§ **Data in this exercise**
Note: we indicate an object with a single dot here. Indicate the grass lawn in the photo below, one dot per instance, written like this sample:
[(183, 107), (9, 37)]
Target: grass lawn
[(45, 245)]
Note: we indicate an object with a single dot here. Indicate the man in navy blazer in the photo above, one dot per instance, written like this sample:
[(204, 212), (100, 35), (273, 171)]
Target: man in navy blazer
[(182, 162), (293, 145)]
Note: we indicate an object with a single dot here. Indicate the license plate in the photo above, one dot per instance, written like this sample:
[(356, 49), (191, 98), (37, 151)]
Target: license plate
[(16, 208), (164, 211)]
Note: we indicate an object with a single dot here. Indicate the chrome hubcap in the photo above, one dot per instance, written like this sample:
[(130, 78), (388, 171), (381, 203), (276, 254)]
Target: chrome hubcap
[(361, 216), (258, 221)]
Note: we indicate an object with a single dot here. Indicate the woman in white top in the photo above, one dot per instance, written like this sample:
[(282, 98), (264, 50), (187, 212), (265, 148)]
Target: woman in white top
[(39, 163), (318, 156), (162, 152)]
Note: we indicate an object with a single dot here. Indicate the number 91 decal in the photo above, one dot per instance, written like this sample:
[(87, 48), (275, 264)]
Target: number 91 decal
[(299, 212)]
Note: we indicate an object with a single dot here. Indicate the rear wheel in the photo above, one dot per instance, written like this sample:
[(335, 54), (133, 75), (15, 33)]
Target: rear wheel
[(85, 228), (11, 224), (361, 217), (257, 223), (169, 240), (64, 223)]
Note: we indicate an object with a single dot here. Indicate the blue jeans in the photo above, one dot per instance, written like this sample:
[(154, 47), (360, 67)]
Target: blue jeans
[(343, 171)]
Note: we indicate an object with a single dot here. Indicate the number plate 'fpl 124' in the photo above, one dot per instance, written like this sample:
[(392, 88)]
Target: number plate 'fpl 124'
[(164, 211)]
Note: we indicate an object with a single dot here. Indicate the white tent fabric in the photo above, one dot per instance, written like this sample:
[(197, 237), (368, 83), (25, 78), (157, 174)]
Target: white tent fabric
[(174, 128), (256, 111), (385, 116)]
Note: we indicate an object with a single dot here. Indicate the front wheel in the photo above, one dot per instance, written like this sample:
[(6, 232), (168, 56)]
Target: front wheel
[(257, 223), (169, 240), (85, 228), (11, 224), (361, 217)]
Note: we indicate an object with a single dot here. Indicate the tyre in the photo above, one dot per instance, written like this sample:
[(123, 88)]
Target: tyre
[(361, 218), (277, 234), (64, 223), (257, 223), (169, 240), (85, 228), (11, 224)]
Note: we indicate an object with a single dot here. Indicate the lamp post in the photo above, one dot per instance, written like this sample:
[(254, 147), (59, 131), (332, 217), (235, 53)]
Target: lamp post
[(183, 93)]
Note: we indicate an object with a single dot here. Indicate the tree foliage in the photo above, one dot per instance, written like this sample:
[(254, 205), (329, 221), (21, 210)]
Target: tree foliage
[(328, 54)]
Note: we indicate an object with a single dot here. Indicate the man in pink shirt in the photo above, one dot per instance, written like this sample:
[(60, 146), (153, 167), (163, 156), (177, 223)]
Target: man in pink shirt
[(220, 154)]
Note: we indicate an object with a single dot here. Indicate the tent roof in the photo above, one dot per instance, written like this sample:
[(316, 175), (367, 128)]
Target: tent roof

§ **What you need to do**
Render all of the data above as a Markdown table with one row per line, skipping any blank lines. Use two columns: "Row" for the line number and "Text" for the line itself.

§ **Expected answer**
| Row | Text |
|---|---|
| 1 | Note: we indicate an object with a single dot here. Indicate the grass lawn in the photo below, one dot per instance, written like this sample: |
| 2 | [(183, 107), (9, 37)] |
| 3 | Target: grass lawn |
| 4 | [(45, 245)] |
| 5 | Note: we indicate an object with a single dot here. Indicate the man in navy blazer in the photo above, one dot per instance, written like this sample: |
| 6 | [(204, 212), (100, 35), (273, 171)] |
| 7 | Target: man in navy blazer |
| 8 | [(182, 162), (293, 145)] |
| 9 | Note: we indicate an object with a single dot here. Indicate the license plate in the photo above, one dot per instance, written like this sample: |
| 10 | [(356, 49), (191, 98), (37, 151)] |
| 11 | Target: license plate |
| 12 | [(16, 208), (164, 211)] |
| 13 | Note: we indicate an object with a single dot here. Indicate the chrome hubcap in the photo above, one dot per instance, written like this sample: |
| 14 | [(130, 78), (388, 171), (381, 203), (276, 254)] |
| 15 | Target: chrome hubcap |
| 16 | [(361, 216), (258, 221)] |
| 17 | Note: we indicate an object with a single dot here. Indicate the woman in white top in the photo above, one dot per instance, written like this sample: |
| 18 | [(282, 98), (264, 50), (187, 212), (265, 148)] |
| 19 | Target: woman in white top |
| 20 | [(39, 163), (318, 156), (162, 152)] |
| 21 | Note: we indicate an object with a single dot here. Indicate the number 91 decal in the photo above, one dot per instance, written like this sample: |
| 22 | [(87, 48), (275, 264)] |
| 23 | Target: number 91 decal |
| 24 | [(299, 212)] |
| 25 | Note: we indicate an object with a single dot here. Indicate the rear wheel in the photo above, one dot per instance, written like this sample: |
| 26 | [(335, 54), (133, 75), (15, 33)] |
| 27 | Target: rear wheel |
| 28 | [(85, 228), (11, 224), (361, 217), (257, 223), (169, 240), (64, 223)] |
| 29 | Note: we indicate an object with a single dot here. Indicate the blue jeans in the photo above, one dot per instance, written like this sample: |
| 30 | [(154, 47), (360, 67)] |
| 31 | Target: blue jeans |
| 32 | [(343, 171)] |
| 33 | Note: we indicate an object with a single dot here. Indicate the number plate 'fpl 124' in the photo above, one dot per instance, written like this sample: |
| 34 | [(392, 88)] |
| 35 | Target: number plate 'fpl 124' |
| 36 | [(164, 211)] |
| 37 | Note: we indicate an object with a single dot here. Indicate the white tent fabric in the photo above, one dot per instance, written like this sample: |
| 38 | [(197, 237), (368, 83), (25, 78), (157, 174)] |
| 39 | Target: white tent fabric |
| 40 | [(174, 128), (256, 111), (385, 116)] |
| 41 | Note: we indicate an object with a single dot here. Indicate the front wheel in the photo above, one dot per instance, written like this sample: |
| 42 | [(6, 232), (168, 56)] |
| 43 | Target: front wheel |
| 44 | [(257, 223), (169, 240), (85, 228), (11, 224), (361, 217)] |
| 45 | Note: we indicate an object with a single dot here. Indicate the tyre in the photo above, one dot per instance, written like this sample: |
| 46 | [(123, 88)] |
| 47 | Target: tyre |
| 48 | [(361, 218), (277, 234), (64, 223), (257, 223), (169, 240), (85, 228), (11, 224)] |
| 49 | Note: we indicate an object with a single dot here. Indicate the lamp post in the photo above, one dot per instance, written like this sample: |
| 50 | [(254, 147), (59, 131), (332, 217), (235, 53)] |
| 51 | Target: lamp post |
| 52 | [(183, 93)] |
| 53 | Note: we indicate an object with a single dot here. Indicate the tree foliage in the photo above, one dot per instance, written like this sample: |
| 54 | [(254, 205), (329, 221), (21, 210)] |
| 55 | Target: tree foliage |
| 56 | [(328, 54)] |
| 57 | Note: we indicate an object with a single dot here. Indicate the man in pink shirt in the photo above, one dot per instance, written like this sample: |
| 58 | [(60, 146), (153, 167), (163, 156), (177, 223)] |
| 59 | Target: man in pink shirt |
| 60 | [(220, 154)] |
| 61 | Note: we indicate an object with a single dot here. Indicate the tent roof in the photo above, one dot per instance, written like this sample: |
| 62 | [(316, 175), (367, 128)] |
| 63 | Target: tent roof |